▶ _SELECTED EXTRACT_:
────────────────────────────────────────

Keyword: #allnews

Ōtorohanga District Council submission on the Local Government (Electoral Legislation and Māori Wards and Māori Constituencies) Amendment Bill.

Ōtorohanga District Council (ŌDC) welcomes the opportunity to submit on the Local Government (Electoral Legislation and Māori Wards and Māori Constituencies) Amendment Bill.

Ōtorohanga District Council submission on the Local Government (Electoral Legislation and Māori Wards and Māori Constituencies) Amendment Bill.

   Added 4 weeks ago


Below is our submission on the Local Government (Electoral Legislation and Māori Wards and Māori Constituencies) Amendment Bill.  

 

Ōtorohanga District Council (ŌDC) welcomes the opportunity to submit on the Local Government (Electoral Legislation and Māori Wards and Māori Constituencies) Amendment Bill.  

We are opposed to the reinstatement of binding polls for Māori wards and Māori constituencies. We urge the Government to reconsider its position and leave us to make decisions about appropriate representation arrangements in partnership with Māori including iwi, hapū, marae and hapori Māori (Māori communities).   

His Worship the Mayor, Max Baxter wishes to appear before the Select Committee in person to speak to our submission. He will be supported by our Chief Executive, Tanya Winter and our Rangiātea Ward Councillors, Cr Jaimee Tamaki and Cr Roy Willison.   

Due to our travel arrangements, we would be available to speak between 11am-12.30pm and between 1.30pm-2.30pm.

────────────────────────────────────────

▶ _TASKS_:
#1 Answer these questions about the Ōtorohanga council submission, one line each:
(a) What does the council say it is opposed to?
(b) Who will support the Mayor when he appears before the Select Committee?
(c) Between which times would the council be available to speak?
#2 Go on with the Ōtorohanga council submission, starting after its final sentence about the times the council is available to speak.

▶ _DATA PROVIDED_:
────────────────────────────────────────

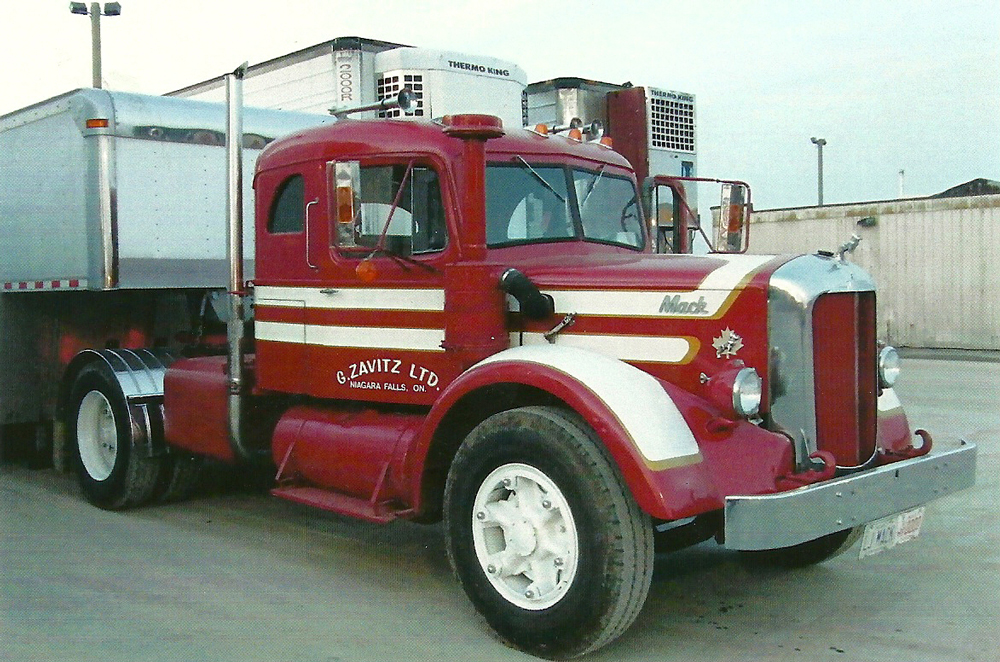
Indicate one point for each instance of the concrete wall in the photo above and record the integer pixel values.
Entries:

────────────────────────────────────────

▶ _TASK-BY-TASK RESULTS_:
#1
(a) The reinstatement of binding polls for Māori wards and Māori constituencies.
(b) Chief Executive Tanya Winter and Rangiātea Ward Councillors Cr Jaimee Tamaki and Cr Roy Willison.
(c) Between 11am and 12.30pm, and between 1.30pm and 2.30pm.

#2
Our District   

The Ōtorohanga district covers 1976 square kilometres, from the peaceful seaside towns of Kāwhia and Aotea in the west, to tranquil Lake Arapuni on the eastern boundary. There are two urban centres of Ōtorohanga and Kāwhia, surrounded by thriving rural communities. Ōtorohanga district is part of the King Country region, known by Māori as 'Te Rohe Pōtae' - "The Area of the Hat." Our district extends along the west coast of the North Island from Mount Pirongia in the north to the coastal town of Kāwhia in the south and stretches inland to Pureora Forest Park and the Waikato River to the east.  

Our district has a total population 10,690 of which 2,180 identify as Māori, while the township of Otorohanga has a population of approximately 3,000 and is a service centre for the surrounding rural areas. Kāwhia is a small coastal holiday resort located on the shores of the Kāwhia Harbour, 57 kilometres west of Ōtorohanga via State Highway 31. Kāwhia has a permanent population of approximately 400, but the population increases to over 2000 at peak holiday periods. Kāwhia is the spiritual home of the Tainui people who first settled there 600 to 700 years ago, with their ancestral waka laying at rest there behind Maketū Marae. The Kāwhia Harbour covers more than 6000 hectares, with five rivers feeding into it, and is a popular and productive fishing spot.  

Our district also includes the small coastal settlement of Aotea, on the southern side of the Aotea Harbour. This is also a spiritual home for descendants of Aotea waka where they landed.   

Our Council (Our Journey)  

Ōtorohanga District Council (ŌDC) resolved to introduce Māori Wards in 2022. This was followed by a ‘Representation Review’ which proposed two additional seats in a Māori Ward we named ‘Rangiātea’ which is a place in our district and a place of origin for Māori. In putting in place the Rangiātea Ward, we decided not to undertake a full public consultation process as we believed that there would be no adverse impact on any residents in our district. In fact, we only saw the positives that would come from this representation: diversity around the Council table, addressing the consistent under-representation of Māori in local decision-making, having role models for our rangatahi so that they can see familiar faces to them in local government roles, and strengthening relationships between Council and iwi/Māori.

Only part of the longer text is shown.